>> BEGIN DATA PROVIDED

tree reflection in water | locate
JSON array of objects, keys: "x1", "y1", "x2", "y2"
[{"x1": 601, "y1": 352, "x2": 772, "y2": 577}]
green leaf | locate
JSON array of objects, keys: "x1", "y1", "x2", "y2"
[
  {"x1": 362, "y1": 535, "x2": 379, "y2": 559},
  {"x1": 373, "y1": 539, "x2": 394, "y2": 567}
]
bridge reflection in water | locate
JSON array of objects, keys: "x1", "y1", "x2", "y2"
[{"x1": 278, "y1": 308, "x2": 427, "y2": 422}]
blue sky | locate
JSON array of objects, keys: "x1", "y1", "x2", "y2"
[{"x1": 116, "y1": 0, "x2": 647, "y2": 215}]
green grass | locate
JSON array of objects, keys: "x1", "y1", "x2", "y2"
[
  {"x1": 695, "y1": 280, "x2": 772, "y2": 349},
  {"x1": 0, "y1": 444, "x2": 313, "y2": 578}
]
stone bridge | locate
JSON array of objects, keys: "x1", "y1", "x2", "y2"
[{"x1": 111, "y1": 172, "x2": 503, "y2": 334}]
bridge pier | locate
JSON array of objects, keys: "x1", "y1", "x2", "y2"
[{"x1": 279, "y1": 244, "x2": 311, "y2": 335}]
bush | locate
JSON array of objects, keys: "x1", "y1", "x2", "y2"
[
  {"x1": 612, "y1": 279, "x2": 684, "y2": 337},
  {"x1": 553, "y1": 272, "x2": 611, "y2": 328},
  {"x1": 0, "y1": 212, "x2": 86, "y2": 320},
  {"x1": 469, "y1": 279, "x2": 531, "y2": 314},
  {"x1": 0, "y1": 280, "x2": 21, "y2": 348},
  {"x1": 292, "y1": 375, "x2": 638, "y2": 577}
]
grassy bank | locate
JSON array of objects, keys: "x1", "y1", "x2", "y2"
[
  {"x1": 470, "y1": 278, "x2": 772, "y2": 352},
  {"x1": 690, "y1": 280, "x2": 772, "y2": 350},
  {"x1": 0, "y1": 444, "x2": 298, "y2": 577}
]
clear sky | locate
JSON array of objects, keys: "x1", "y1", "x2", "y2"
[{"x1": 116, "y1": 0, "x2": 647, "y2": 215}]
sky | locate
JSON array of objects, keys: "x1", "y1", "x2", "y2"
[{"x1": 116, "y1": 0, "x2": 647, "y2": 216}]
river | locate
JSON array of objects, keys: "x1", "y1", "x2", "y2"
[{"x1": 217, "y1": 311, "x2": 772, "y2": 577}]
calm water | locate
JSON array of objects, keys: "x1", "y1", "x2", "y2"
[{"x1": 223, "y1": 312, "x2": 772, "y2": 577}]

>> END DATA PROVIDED

## SET EXERCISE
Change every "locate" in the material above to "detect" and leave everything else as it is.

## EXERCISE SOLUTION
tree reflection in water | detect
JSON array of objects, keys: "x1", "y1", "x2", "y2"
[{"x1": 601, "y1": 352, "x2": 772, "y2": 577}]
green leaf | detect
JSON array of objects, keys: "x1", "y1", "x2", "y2"
[
  {"x1": 362, "y1": 535, "x2": 379, "y2": 559},
  {"x1": 373, "y1": 539, "x2": 394, "y2": 567}
]
bridge reflection in water | detect
JSON array of objects, keys: "x1", "y1", "x2", "y2"
[{"x1": 278, "y1": 308, "x2": 427, "y2": 422}]
blue sky | detect
JSON array of objects, keys: "x1", "y1", "x2", "y2"
[{"x1": 116, "y1": 0, "x2": 647, "y2": 215}]
green grass | detect
JSON array of objects, keys: "x1", "y1", "x2", "y2"
[
  {"x1": 695, "y1": 280, "x2": 772, "y2": 349},
  {"x1": 0, "y1": 444, "x2": 313, "y2": 578}
]
stone bridge | detect
JSON array of objects, keys: "x1", "y1", "x2", "y2"
[{"x1": 111, "y1": 172, "x2": 503, "y2": 334}]
bridge pier | detect
JSON array of objects, keys: "x1", "y1", "x2", "y2"
[{"x1": 279, "y1": 244, "x2": 311, "y2": 335}]
bush | detect
JSON array of objects, keys: "x1", "y1", "x2", "y2"
[
  {"x1": 612, "y1": 279, "x2": 684, "y2": 337},
  {"x1": 553, "y1": 272, "x2": 611, "y2": 328},
  {"x1": 0, "y1": 212, "x2": 86, "y2": 320},
  {"x1": 469, "y1": 279, "x2": 531, "y2": 314},
  {"x1": 0, "y1": 280, "x2": 21, "y2": 348},
  {"x1": 292, "y1": 375, "x2": 638, "y2": 577}
]
grassy bank | detect
JSON array of objects, keys: "x1", "y1", "x2", "y2"
[
  {"x1": 470, "y1": 278, "x2": 772, "y2": 352},
  {"x1": 690, "y1": 280, "x2": 772, "y2": 350},
  {"x1": 0, "y1": 444, "x2": 298, "y2": 577}
]
clear sky | detect
JSON array of objects, keys: "x1", "y1", "x2", "y2"
[{"x1": 116, "y1": 0, "x2": 647, "y2": 215}]
sky | detect
JSON array of objects, keys: "x1", "y1", "x2", "y2"
[{"x1": 116, "y1": 0, "x2": 647, "y2": 216}]
river | detect
JSON array of objects, keys: "x1", "y1", "x2", "y2"
[{"x1": 217, "y1": 311, "x2": 772, "y2": 577}]
calm water | detect
JSON array of objects, keys: "x1", "y1", "x2", "y2"
[{"x1": 223, "y1": 312, "x2": 772, "y2": 577}]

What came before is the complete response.